• [Trecho selecionado]:
───

Nas estradas, então, é impressionante a civilidade. Todos trafegam pela direita e usam a esquerda apenas para ultrapassar e voltam imediatamente. Não preciso nem dizer o quanto flui melhor o trânsito. E não vi absolutamente nenhum carro sem luzes, com farol quebrado, para-choque amarrado com arame, nada disso. Nenhum deles tinha nenhum defeito visível e nada que comprometesse a segurança do veículo ou dos outros. Ainda assim, em estradas de montanha de faixa simples há providenciais saídas, tipo acostamento bem largo em pontos específicos, para evitar acidentes em caso de defeito dos freios, por exemplo. E toda a sinalização é impecável. Faixas corretamente pintadas, sonorizadores que indicam quando se “morde”o acostamento, placas claras e fáceis de ver – além daquelas superpráticas que indicam em quantos quilômetros há outro posto de gasolina, por exemplo.

───

• [Itens fornecidos]:
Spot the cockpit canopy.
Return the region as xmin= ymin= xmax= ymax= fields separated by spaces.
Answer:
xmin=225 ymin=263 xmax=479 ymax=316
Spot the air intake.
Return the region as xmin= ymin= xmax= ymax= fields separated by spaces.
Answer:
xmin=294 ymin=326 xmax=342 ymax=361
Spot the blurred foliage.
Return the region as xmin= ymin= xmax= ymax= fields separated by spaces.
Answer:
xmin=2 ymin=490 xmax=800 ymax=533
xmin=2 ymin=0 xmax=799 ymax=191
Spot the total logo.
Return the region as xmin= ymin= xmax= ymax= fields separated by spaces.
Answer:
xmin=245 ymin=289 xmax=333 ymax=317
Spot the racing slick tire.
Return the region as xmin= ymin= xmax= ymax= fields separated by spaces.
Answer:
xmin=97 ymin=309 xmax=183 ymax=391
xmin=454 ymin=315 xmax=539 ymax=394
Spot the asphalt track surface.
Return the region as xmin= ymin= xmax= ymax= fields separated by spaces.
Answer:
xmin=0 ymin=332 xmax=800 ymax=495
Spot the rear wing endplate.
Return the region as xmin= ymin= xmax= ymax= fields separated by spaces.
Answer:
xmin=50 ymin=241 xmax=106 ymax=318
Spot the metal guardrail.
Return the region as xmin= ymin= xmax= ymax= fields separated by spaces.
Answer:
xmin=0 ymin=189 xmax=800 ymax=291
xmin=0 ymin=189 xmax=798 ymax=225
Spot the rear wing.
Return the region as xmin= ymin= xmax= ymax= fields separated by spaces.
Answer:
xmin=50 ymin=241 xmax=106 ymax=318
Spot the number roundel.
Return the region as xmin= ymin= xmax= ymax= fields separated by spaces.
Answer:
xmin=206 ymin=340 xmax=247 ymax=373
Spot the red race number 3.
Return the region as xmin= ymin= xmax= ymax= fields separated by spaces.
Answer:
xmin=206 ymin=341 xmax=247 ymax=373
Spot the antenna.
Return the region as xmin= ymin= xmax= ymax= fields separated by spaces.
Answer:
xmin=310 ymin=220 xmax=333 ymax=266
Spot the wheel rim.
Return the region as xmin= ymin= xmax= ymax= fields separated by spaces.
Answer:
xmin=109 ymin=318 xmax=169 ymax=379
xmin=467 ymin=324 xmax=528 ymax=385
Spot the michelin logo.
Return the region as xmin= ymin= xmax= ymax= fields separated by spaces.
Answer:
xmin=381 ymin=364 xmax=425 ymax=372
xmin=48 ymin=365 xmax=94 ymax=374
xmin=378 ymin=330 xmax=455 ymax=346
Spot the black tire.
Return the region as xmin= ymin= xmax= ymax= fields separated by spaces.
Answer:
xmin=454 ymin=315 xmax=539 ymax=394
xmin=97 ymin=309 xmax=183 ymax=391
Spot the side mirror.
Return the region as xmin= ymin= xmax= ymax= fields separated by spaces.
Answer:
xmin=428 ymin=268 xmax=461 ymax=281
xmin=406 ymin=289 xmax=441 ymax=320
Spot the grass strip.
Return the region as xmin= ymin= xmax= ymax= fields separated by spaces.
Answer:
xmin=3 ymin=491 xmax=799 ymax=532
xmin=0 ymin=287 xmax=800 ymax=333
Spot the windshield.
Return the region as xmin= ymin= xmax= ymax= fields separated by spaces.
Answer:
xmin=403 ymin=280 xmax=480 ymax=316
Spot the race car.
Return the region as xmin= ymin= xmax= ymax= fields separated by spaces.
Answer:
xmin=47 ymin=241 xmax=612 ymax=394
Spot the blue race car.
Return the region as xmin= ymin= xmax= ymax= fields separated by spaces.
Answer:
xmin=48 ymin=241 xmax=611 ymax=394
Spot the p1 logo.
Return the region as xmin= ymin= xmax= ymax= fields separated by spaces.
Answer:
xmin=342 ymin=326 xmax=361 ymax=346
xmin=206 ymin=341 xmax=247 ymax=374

───

• [Tarefas do exercício]:
A. Transcreva, do trecho sobre as estradas, a parte que vai de "Nas estradas, então, é" a "gasolina, por exemplo.".
B. Responda, com base no trecho sobre as estradas:
(i) Qual faixa os motoristas usam apenas para ultrapassar?
(ii) Em que tipo de estrada existem saídas parecidas com um acostamento bem largo?
(iii) O que os sonorizadores indicam?
C. Enumere todos os componentes da sinalização citados no trecho sobre as estradas.

• [Respostas fornecidas]:
A.
Nas estradas, então, é impressionante a civilidade. Todos trafegam pela direita e usam a esquerda apenas para ultrapassar e voltam imediatamente. Não preciso nem dizer o quanto flui melhor o trânsito. E não vi absolutamente nenhum carro sem luzes, com farol quebrado, para-choque amarrado com arame, nada disso. Nenhum deles tinha nenhum defeito visível e nada que comprometesse a segurança do veículo ou dos outros. Ainda assim, em estradas de montanha de faixa simples há providenciais saídas, tipo acostamento bem largo em pontos específicos, para evitar acidentes em caso de defeito dos freios, por exemplo. E toda a sinalização é impecável. Faixas corretamente pintadas, sonorizadores que indicam quando se “morde”o acostamento, placas claras e fáceis de ver – além daquelas superpráticas que indicam em quantos quilômetros há outro posto de gasolina, por exemplo.

B.
(i) A faixa da esquerda.
(ii) Em estradas de montanha de faixa simples.
(iii) Indicam quando se "morde" o acostamento.

C.
- Faixas corretamente pintadas
- Sonorizadores que indicam quando se "morde" o acostamento
- Placas claras e fáceis de ver
- Placas que indicam em quantos quilômetros há outro posto de gasolina